Esercizi —
a) Estrai dal brano sulla spiritualità e sulla Terra il passo che va da "Per lungo tempo" a "scriveva Etty Hillesum.", estremi compresi, senza cambiare nulla.
b) Elenca tutte le persone a cui il brano sulla spiritualità e sulla Terra attribuisce una frase citata o uno scritto.
c) Scrivi il seguito del brano sulla spiritualità e sulla Terra, partendo dopo la sua ultima frase.

Brano da leggere —
+--

Per lungo tempo ha dominato in Occidente una spiritualità dell’anima e dell’uomo interiore.
“Chiudi le porte dei tuoi sensi/ e cerca Dio dentro, in profondità” scriveva il poeta mistico protestante Gerhard Tersteegen
“Dentro di me c’è una sorgente molto profonda. E in quella sorgente c’è Dio. A volte riesco a raggiungerla, più sovente essa è coperta da pietre e sabbia: allora Dio è sepolto. Allora bisogna dissotterrarlo di nuovo. Mi immagino che certe persone preghino con gli occhi rivolti al cielo: esse cercano Dio fuori di sè. Ce ne sono altre che chinano il capo nascondendolo tra le mani, credo che cerchino Dio dentro di sè” scriveva Etty Hillesum.
“Tardi ti amai, bellezza così antica e così nuova, tardi ti amai! Sì, perchè tu eri dentro di me ed io fuori” scriveva Agostino.
La proprietà della Terra
Una lettura della Bibbia che anticipa il concetto di “bene comune” viene svolta da Giovanni Franzoni nella lettera pastorale “La Terra è di Dio”. Il titolo anticipa il contenuto che viene fondato sulla Bibbia e sulla tradizione. Le numerose citazioni dell’Antico testamento richiamano il concetto della Terra come esclusiva proprietà di Dio. “Ma Dio che crea dona e la terra la dona con liberalità all’uomo: ‘I cieli appartengono a Dio, ma la terra l’ha data ai figli dell’uomo’ (Salmo 115)”.
“Più che proprietà si deve parlare di ‘eredità’ di cui l’uomo è costituito depositario . Resta quindi originale la relazione intima che passa tra Dio e la terra e che è fondata sulla creazione e sulla costante divina presenza, per cui non sarebbe tollerabile qualcosa di contrario a Dio, senza essere responsabili di profanazione e dissacrazione”. Questo possesso di Dio impone all’uomo un comportamento che tenga conto di questa irrisolta relazione della terra con il creatore. Io vi ho condotto in una terra da giardino/ perchè ne mangiaste i frutti e i prodotti./ Ma voi, appena entrati, avete contaminato la terra/ e avete reso un abominio la mia eredità (Ger. 2,7)”.
La contaminazione avviene attraverso l’accaparramento della terra da parte di pochi prepotenti a danno degli altri pure figli di Dio. Significativo a riguardo l’istituzione dell’anno sabbatico (Es 21, 2 ss; 23, 10 ss; Lev 25, 1-7) “Come l’uomo anche la terra ha un culto da rendere a Dio: il suo riposo riproduce quello che fu il riposo di Dio all’inizio della creazione e che ora viene ripetuto dall’uomo”.

+--

Righe di dati —
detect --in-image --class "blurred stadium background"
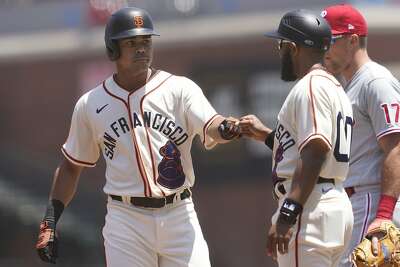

+--

Soluzioni —
a)
Per lungo tempo ha dominato in Occidente una spiritualità dell’anima e dell’uomo interiore.
“Chiudi le porte dei tuoi sensi/ e cerca Dio dentro, in profondità” scriveva il poeta mistico protestante Gerhard Tersteegen
“Dentro di me c’è una sorgente molto profonda. E in quella sorgente c’è Dio. A volte riesco a raggiungerla, più sovente essa è coperta da pietre e sabbia: allora Dio è sepolto. Allora bisogna dissotterrarlo di nuovo. Mi immagino che certe persone preghino con gli occhi rivolti al cielo: esse cercano Dio fuori di sè. Ce ne sono altre che chinano il capo nascondendolo tra le mani, credo che cerchino Dio dentro di sè” scriveva Etty Hillesum.

b)
Gerhard Tersteegen
Etty Hillesum
Agostino
Giovanni Franzoni

c)
L’anno sabbatico consisteva nel dare ogni sette anni un riposo alla terra, tutti i debiti contratti verso un amico o in genere quello che si chiamava il ‘prossimo’ venivano condonati. Tutti coloro che per debiti fossero caduti in condizioni di schiavitù dovevano essere affrancati. Così si adempiva la volontà del Signore : ‘Non ci sarà tra voi alcun indigente o mendico (Deut. 15, 2-4)”. È difficile dire se l’anno sabbatico sia stato applicato. Vi sono richiami (1Mac 6,49-53) che ne ricordano l’applicazione pratica mentre il Levitico (26,34ss, 43) ne lamenta l’inapplicazione almeno per il periodo precedente l’esilio.
L’anno del ‘Giubileo’ che ricorreva ogni cinquant’anni consisteva nella redistribuzione delle terre che per qualche motivo avevano cambiato di proprietario. “Nell’anno del Giubileo ciascuno tornerà nei suoi possessi (Lev 25,13)”. Ritenere in proprio le terre dell’altro e disporre a piacere è dissacrare la terra, profanarla, sottrarla al dominio di Dio, porsi quindi in condizione non solo di immoralità sociale ma religiosa, cioè praticamente negare Dio nelle sue concrete manifestazioni. L’ineguaglianza sociale infrange la solidarietà sacra che contraddistingue il popolo in quanto tale e riguarda ogni individuo in esso”.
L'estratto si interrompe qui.